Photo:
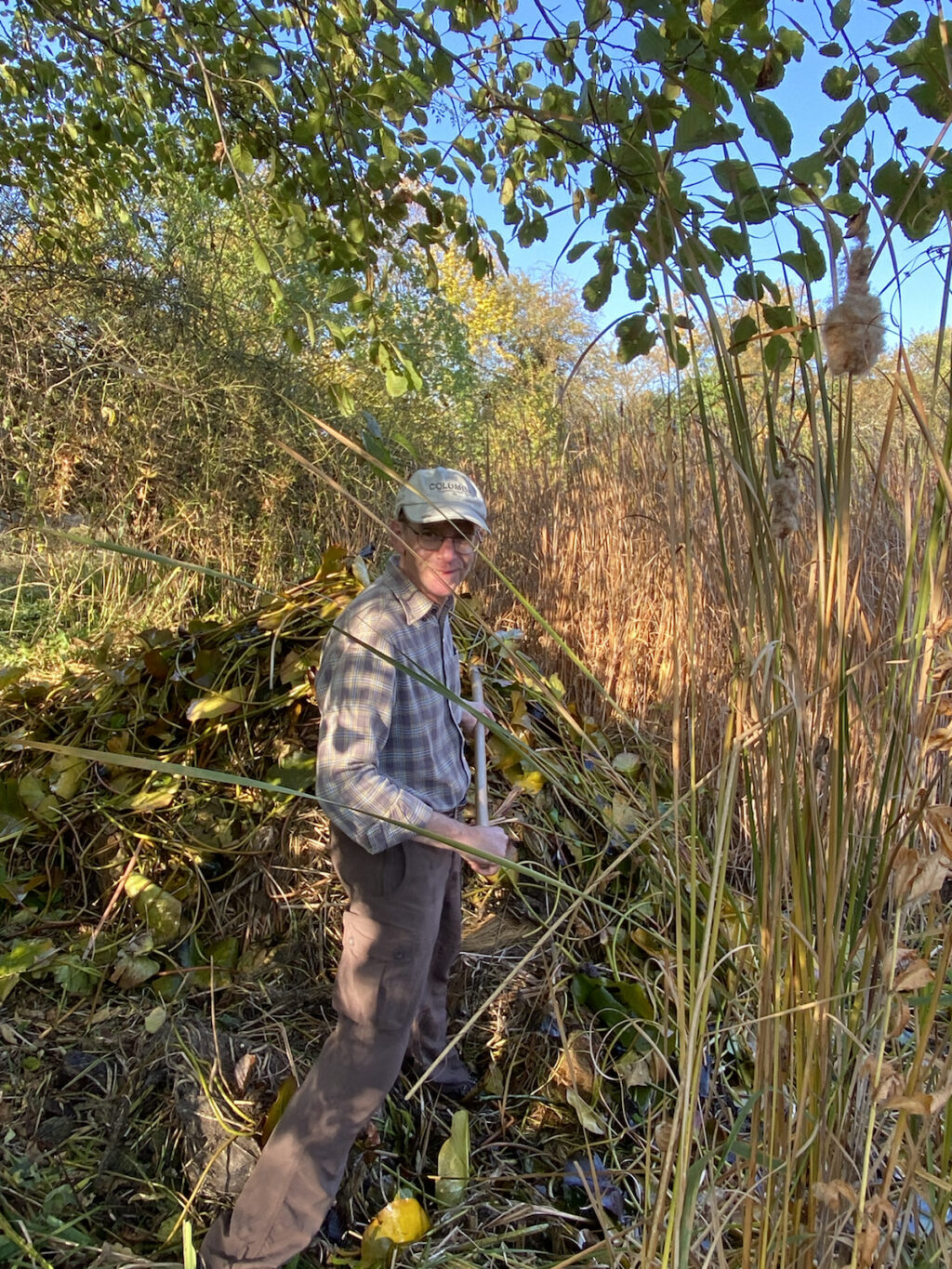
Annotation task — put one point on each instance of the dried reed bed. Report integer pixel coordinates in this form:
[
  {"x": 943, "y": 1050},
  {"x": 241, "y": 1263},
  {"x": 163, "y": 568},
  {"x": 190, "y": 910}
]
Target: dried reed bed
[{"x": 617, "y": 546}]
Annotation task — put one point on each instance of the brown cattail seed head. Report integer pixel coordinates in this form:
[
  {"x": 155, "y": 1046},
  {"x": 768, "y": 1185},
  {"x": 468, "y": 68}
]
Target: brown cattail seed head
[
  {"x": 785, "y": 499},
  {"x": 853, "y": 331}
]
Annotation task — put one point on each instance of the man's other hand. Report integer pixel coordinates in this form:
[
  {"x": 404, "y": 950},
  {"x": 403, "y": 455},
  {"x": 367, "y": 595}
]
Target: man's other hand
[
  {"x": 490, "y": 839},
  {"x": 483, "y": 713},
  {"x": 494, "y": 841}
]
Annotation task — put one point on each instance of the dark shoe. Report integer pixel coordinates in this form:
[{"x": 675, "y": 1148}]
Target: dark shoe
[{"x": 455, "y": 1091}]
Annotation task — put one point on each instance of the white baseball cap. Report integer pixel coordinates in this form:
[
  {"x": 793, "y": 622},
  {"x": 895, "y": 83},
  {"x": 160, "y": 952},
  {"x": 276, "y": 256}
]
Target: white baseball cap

+---+

## YOUR INSTRUCTIONS:
Copy out the lines of the material exactly, from the line containing "of the white" through the end of the material, both included.

## TASK ANSWER:
Annotation task — put one point on each instance of the white baseball cap. Report integer pixel coordinates in this form:
[
  {"x": 793, "y": 622},
  {"x": 895, "y": 83},
  {"x": 160, "y": 952},
  {"x": 276, "y": 256}
]
Target: white baseball cap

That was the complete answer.